| Task to complete |
Render the following material again verbatim, leaving nothing out.

| Excerpts of location labeling data |
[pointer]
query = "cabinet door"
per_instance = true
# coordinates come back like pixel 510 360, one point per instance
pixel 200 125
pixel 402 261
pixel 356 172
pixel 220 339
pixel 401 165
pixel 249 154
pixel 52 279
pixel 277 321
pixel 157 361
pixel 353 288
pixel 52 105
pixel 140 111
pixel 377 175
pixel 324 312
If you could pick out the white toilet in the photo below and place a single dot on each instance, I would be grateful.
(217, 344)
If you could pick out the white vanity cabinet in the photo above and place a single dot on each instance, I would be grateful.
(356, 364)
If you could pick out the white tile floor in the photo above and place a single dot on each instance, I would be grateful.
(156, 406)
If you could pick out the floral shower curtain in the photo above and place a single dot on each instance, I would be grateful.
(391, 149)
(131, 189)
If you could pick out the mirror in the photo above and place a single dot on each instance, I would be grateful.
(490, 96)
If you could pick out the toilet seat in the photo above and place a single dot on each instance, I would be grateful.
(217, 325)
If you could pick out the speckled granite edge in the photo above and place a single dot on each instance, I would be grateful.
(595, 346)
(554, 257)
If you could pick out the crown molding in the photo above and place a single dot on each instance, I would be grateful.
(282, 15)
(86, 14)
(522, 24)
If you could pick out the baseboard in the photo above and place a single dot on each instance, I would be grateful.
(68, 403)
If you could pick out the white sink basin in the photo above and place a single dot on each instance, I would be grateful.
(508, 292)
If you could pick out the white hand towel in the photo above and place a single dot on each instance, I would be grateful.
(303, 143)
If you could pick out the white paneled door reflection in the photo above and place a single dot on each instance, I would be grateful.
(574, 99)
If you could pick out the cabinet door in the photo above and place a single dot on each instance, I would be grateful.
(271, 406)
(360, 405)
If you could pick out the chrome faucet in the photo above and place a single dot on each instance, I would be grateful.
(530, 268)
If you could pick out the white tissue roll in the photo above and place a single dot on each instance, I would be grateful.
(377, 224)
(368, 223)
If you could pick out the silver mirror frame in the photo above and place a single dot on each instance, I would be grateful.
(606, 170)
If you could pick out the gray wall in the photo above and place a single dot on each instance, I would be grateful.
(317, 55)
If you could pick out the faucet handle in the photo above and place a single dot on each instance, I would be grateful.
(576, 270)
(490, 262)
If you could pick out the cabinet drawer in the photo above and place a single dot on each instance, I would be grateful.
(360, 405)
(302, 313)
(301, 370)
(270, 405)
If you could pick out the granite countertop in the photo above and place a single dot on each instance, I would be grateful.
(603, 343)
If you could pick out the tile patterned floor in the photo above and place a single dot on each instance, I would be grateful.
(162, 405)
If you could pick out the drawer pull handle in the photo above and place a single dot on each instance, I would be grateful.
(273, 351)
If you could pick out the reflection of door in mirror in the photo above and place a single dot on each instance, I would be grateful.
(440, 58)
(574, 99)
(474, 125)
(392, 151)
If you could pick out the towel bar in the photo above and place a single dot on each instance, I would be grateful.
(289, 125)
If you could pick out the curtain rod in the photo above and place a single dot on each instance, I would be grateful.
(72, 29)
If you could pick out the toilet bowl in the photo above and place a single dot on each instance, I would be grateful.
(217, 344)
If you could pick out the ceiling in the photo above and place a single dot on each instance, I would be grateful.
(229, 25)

| The completed task |
[pointer]
query = "cabinet door"
per_instance = true
# coordinates come back like pixel 510 360, one point per instance
pixel 200 125
pixel 402 261
pixel 356 172
pixel 220 339
pixel 401 165
pixel 249 154
pixel 52 279
pixel 277 321
pixel 157 361
pixel 353 288
pixel 52 105
pixel 140 111
pixel 377 175
pixel 324 312
If you could pick out the white toilet in the photo below and place a single dot on each instance, I would be grateful.
(217, 344)
If you could pick out the white vanity cabinet in the photo above and place a single dot on each instance, I would be grateful.
(356, 364)
If you could pick out the white tile floor in the photo above and place a single dot on each instance, I would be grateful.
(156, 406)
If you could pick out the floral shower curtain in the photo above and place a single dot on each instance, I would be grateful.
(391, 149)
(131, 189)
If you could pick out the mirror in the photo above and place a single dot on each instance, I would be grateful.
(490, 96)
If you could pick out the toilet seat in the photo above and place a single dot on each instance, I would be grateful.
(217, 325)
If you could pick out the speckled granite edge in the photo above and place a single dot on each instance, I would be grateful.
(595, 346)
(554, 257)
If you could pick out the crown molding in the photo above and place a single dot on each instance, I would be grateful.
(282, 15)
(86, 14)
(522, 24)
If you could pick out the baseboard in the photo above and place a single dot on each instance, I would be grateful.
(68, 403)
If you could pick out the white sink basin in the photo above and place a single dot on each instance, I would be grateful.
(508, 292)
If you could pick out the white hand towel in the photo above and place a single dot on each instance, I would be grateful.
(303, 143)
If you could pick out the white paneled door reflection in the photo above and place a single dot on each instance, I would be grateful.
(574, 99)
If you could pick out the cabinet door in the photo above and place a single dot on each instance, I would be grateful.
(271, 406)
(360, 405)
If you could pick out the chrome faucet in the photo above and place a single dot on each instance, I would be grateful.
(530, 268)
If you could pick out the white tissue roll in the photo above and place a single dot on each instance, I would be grateful.
(377, 224)
(368, 223)
If you could pick out the silver mirror frame in the photo above and place a single dot on each instance, I would be grateful.
(606, 170)
If you could pick out the gray wall in the photo above and place a single dot on each instance, I would be grateful.
(317, 55)
If you could pick out the faucet handle in the photo above and place a single dot on each instance, I would be grateful.
(576, 270)
(490, 262)
If you could pick out the cabinet drawer in the photo above and place a single dot on each instance, I would be grateful.
(360, 405)
(302, 313)
(301, 370)
(270, 405)
If you could pick out the granite countertop in the photo above and place a single dot on each instance, I would be grateful.
(603, 343)
If you could pick out the tile patterned floor in the photo above and place a single dot on each instance, I would be grateful.
(162, 405)
If you could pick out the drawer pull handle in the photo above and place a single dot on each instance, I would be grateful.
(273, 351)
If you could pick out the reflection of door in mirror in the photo above and place a single dot on each instance, I would be grateful.
(440, 58)
(574, 99)
(474, 125)
(392, 151)
If you could pick out the towel bar in the photo above and place a single dot on each instance, I would be grateful.
(289, 125)
If you could pick out the curtain rod in the photo above and place a single dot on each instance, I would be grateful.
(72, 29)
If you could pick out the toilet bowl in the photo above and place a single dot on each instance, I would be grateful.
(217, 344)
If you could pick out the ceiling in the photo above and place a single dot on each instance, I would be grateful.
(229, 25)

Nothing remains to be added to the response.